:: Task to carry out ::
Rewrite the part of the article on Holocaust education below that opens with the words "Fortunately, there is" and closes with "in their classrooms.", switching "federal" to "national".

:: Page excerpt ::
February 21, 2019
One would think that teaching the lessons of the Holocaust in schools would be a given in the United States. After all, it is an essential component in learning about world history, the rise of fascism, World War II, and genocide, all of which are already part of any respectable high school history curriculum.
But recent incidents of students appropriating and abusing Holocaust imagery have served as a reminder and a wake-up call for the need to teach the universal lessons of the Holocaust to help ensure that the next generation is getting the fullest understanding possible of the implications of the Nazi genocide of six million Jews and millions of others in Europe.
Last November, a shocking photo surfaced of at least 60 high school boys in Baraboo, Wisconsin making Nazi salutes on the steps of a local courthouse before their high school junior prom. At a time of rising hate crimes and anti-Semitic incidents, these boys’ thoughtless, nonchalant gesture reminded us not to be complacent about the need to teach the universal lessons of the Holocaust, and the consequences of bigotry and hate. And a recent national survey revealed that Americans are forgetting – or never knew -- basic facts about the Holocaust.
To date, only 11 states across the country currently have laws mandating Holocaust education; other states recommend inclusion of Holocaust education themes in the curriculum. Unfortunately, every law is different.
The most comprehensive state laws provide funding and age-appropriate educational resources, specifically defining the time parameters of the Holocaust and the targets of the Nazis genocidal policies. The best state laws would provide guidance on how instruction about the Holocaust can be integrated within state mandates for history, social studies, and other language arts courses.
Fortunately, there is new energy now behind federal and state initiatives to promote Holocaust education.
At the federal level, longtime Holocaust education champion Rep. Carolyn B. Maloney (D-NY) and Rep. Elise Stefanik (R-NY) recently introduced the Never Again Education Act, legislation which would create a new grant program at the U.S. Department of Education to provide teachers across the U.S. with the necessary resources to teach about the Holocaust in their classrooms.
The legislation is designed to assist teachers with overcoming the many obstacles teachers face when teaching the Holocaust, including a lack of awareness of where to find resources; a lack of funding to take advantage of these resources and training programs; and a lack of knowledge for how to incorporate the subject into their curricula.
ADL supports this bipartisan legislation because we believe strongly that learning about the Holocaust and lessons of unchecked anti-Semitism and racism is one of the best ways to fight prejudice and discrimination, and to help ensure that genocide and such atrocities never happen again.
By encouraging curriculum experts at the Department of Education to work with private Holocaust education centers and other experts, this bill provides an innovative forum for competitive grants, regional workshops, valuable training programs, curriculum and other resources.

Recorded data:
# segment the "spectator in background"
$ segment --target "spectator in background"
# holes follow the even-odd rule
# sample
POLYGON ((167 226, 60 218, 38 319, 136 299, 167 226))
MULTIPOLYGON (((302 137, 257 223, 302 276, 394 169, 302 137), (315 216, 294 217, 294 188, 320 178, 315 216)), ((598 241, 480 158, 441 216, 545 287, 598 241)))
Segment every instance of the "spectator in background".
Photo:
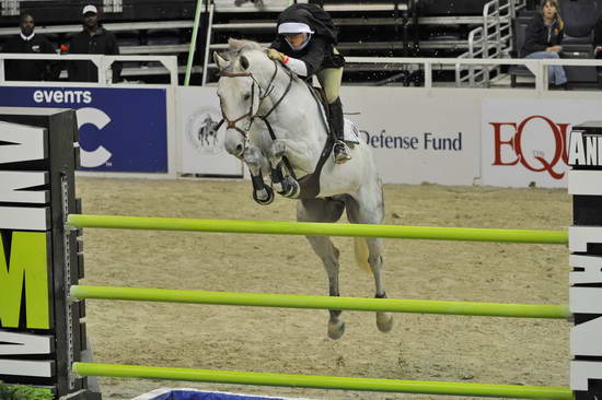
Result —
MULTIPOLYGON (((53 44, 44 36, 34 33, 35 21, 31 14, 21 15, 21 33, 7 40, 4 52, 28 55, 56 54, 53 44)), ((5 79, 8 81, 49 81, 58 78, 58 62, 49 60, 7 60, 5 79)))
MULTIPOLYGON (((542 12, 535 14, 526 27, 522 47, 525 58, 559 59, 564 33, 565 23, 559 15, 558 2, 544 0, 542 12)), ((563 66, 549 66, 548 75, 556 86, 568 89, 563 66)))
POLYGON ((602 16, 598 19, 593 27, 593 56, 602 58, 602 16))
MULTIPOLYGON (((99 23, 99 10, 95 5, 85 5, 82 10, 83 31, 71 38, 69 54, 71 55, 119 55, 115 35, 99 23)), ((67 68, 71 82, 97 82, 99 70, 92 61, 70 61, 67 68)), ((112 66, 113 82, 119 81, 120 62, 112 66)))

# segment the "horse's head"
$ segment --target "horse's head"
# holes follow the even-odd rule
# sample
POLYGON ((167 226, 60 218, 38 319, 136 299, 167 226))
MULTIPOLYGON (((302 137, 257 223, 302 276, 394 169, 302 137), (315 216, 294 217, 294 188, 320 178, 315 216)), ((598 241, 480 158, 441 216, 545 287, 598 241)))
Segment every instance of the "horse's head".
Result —
POLYGON ((253 118, 266 95, 265 77, 275 67, 255 42, 230 39, 228 45, 229 51, 224 56, 213 52, 213 60, 221 75, 218 96, 227 123, 223 144, 230 154, 241 157, 253 118))

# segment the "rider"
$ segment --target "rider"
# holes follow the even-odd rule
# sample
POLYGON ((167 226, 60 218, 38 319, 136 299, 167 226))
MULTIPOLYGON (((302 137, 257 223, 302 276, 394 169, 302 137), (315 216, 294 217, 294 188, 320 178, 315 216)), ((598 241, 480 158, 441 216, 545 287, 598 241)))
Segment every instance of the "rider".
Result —
POLYGON ((326 94, 331 132, 336 139, 333 156, 335 163, 343 164, 351 160, 351 155, 344 142, 343 105, 338 97, 345 59, 336 50, 336 44, 331 15, 316 4, 298 3, 278 16, 278 36, 267 55, 300 77, 316 74, 326 94))

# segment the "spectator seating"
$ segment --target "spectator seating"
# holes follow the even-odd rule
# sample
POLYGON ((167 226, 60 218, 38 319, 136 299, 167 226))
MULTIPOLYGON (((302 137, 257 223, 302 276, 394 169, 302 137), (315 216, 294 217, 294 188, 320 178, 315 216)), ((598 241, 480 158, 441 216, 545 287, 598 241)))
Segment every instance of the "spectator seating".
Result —
MULTIPOLYGON (((522 52, 522 46, 524 45, 525 34, 526 34, 526 26, 529 25, 529 22, 531 21, 532 15, 526 16, 519 16, 516 17, 513 21, 513 30, 514 30, 514 55, 516 58, 524 58, 524 55, 522 52)), ((508 73, 510 74, 510 85, 512 87, 517 86, 517 78, 532 78, 533 73, 526 69, 524 66, 511 66, 508 69, 508 73)))

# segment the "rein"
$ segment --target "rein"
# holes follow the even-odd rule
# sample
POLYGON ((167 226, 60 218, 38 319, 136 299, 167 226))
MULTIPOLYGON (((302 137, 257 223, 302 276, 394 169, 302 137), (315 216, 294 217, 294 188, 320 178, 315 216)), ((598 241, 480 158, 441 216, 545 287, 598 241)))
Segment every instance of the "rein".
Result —
POLYGON ((275 89, 274 81, 276 79, 276 75, 278 74, 278 63, 275 60, 273 60, 273 62, 274 62, 274 73, 271 74, 271 78, 270 78, 270 80, 267 84, 267 89, 265 91, 262 89, 262 86, 259 85, 259 82, 257 82, 257 80, 255 79, 255 77, 251 72, 224 72, 224 71, 222 71, 222 72, 219 73, 220 77, 225 77, 225 78, 251 78, 253 80, 253 84, 251 85, 251 106, 248 108, 248 113, 244 114, 243 116, 241 116, 236 119, 229 119, 228 116, 225 115, 225 113, 223 111, 223 106, 221 106, 221 104, 220 104, 221 115, 222 115, 223 119, 218 123, 216 129, 219 129, 222 126, 222 123, 225 121, 227 122, 227 128, 225 129, 236 130, 239 133, 242 134, 242 137, 246 141, 248 141, 248 131, 251 130, 251 126, 253 125, 253 121, 255 120, 255 118, 258 118, 258 119, 263 120, 264 123, 267 126, 268 131, 269 131, 269 136, 271 137, 271 140, 276 140, 276 136, 274 134, 274 130, 271 129, 271 126, 270 126, 269 121, 267 120, 267 117, 269 117, 269 115, 280 105, 280 103, 282 103, 282 101, 285 99, 285 97, 289 93, 289 91, 292 86, 292 81, 293 81, 293 77, 292 77, 291 72, 288 72, 290 79, 289 79, 289 83, 287 85, 287 89, 285 90, 285 92, 282 93, 280 98, 278 98, 278 101, 269 109, 269 111, 267 111, 263 116, 253 115, 253 106, 254 106, 253 102, 255 101, 255 85, 257 85, 257 89, 259 90, 259 104, 257 106, 257 110, 262 106, 262 103, 271 94, 271 92, 274 92, 274 89, 275 89), (236 126, 236 123, 239 121, 245 119, 245 118, 248 118, 248 126, 246 127, 245 130, 243 130, 243 129, 239 128, 236 126))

:: Exercise solution ::
Fortunately, there is new energy now behind national and state initiatives to promote Holocaust education.
At the national level, longtime Holocaust education champion Rep. Carolyn B. Maloney (D-NY) and Rep. Elise Stefanik (R-NY) recently introduced the Never Again Education Act, legislation which would create a new grant program at the U.S. Department of Education to provide teachers across the U.S. with the necessary resources to teach about the Holocaust in their classrooms.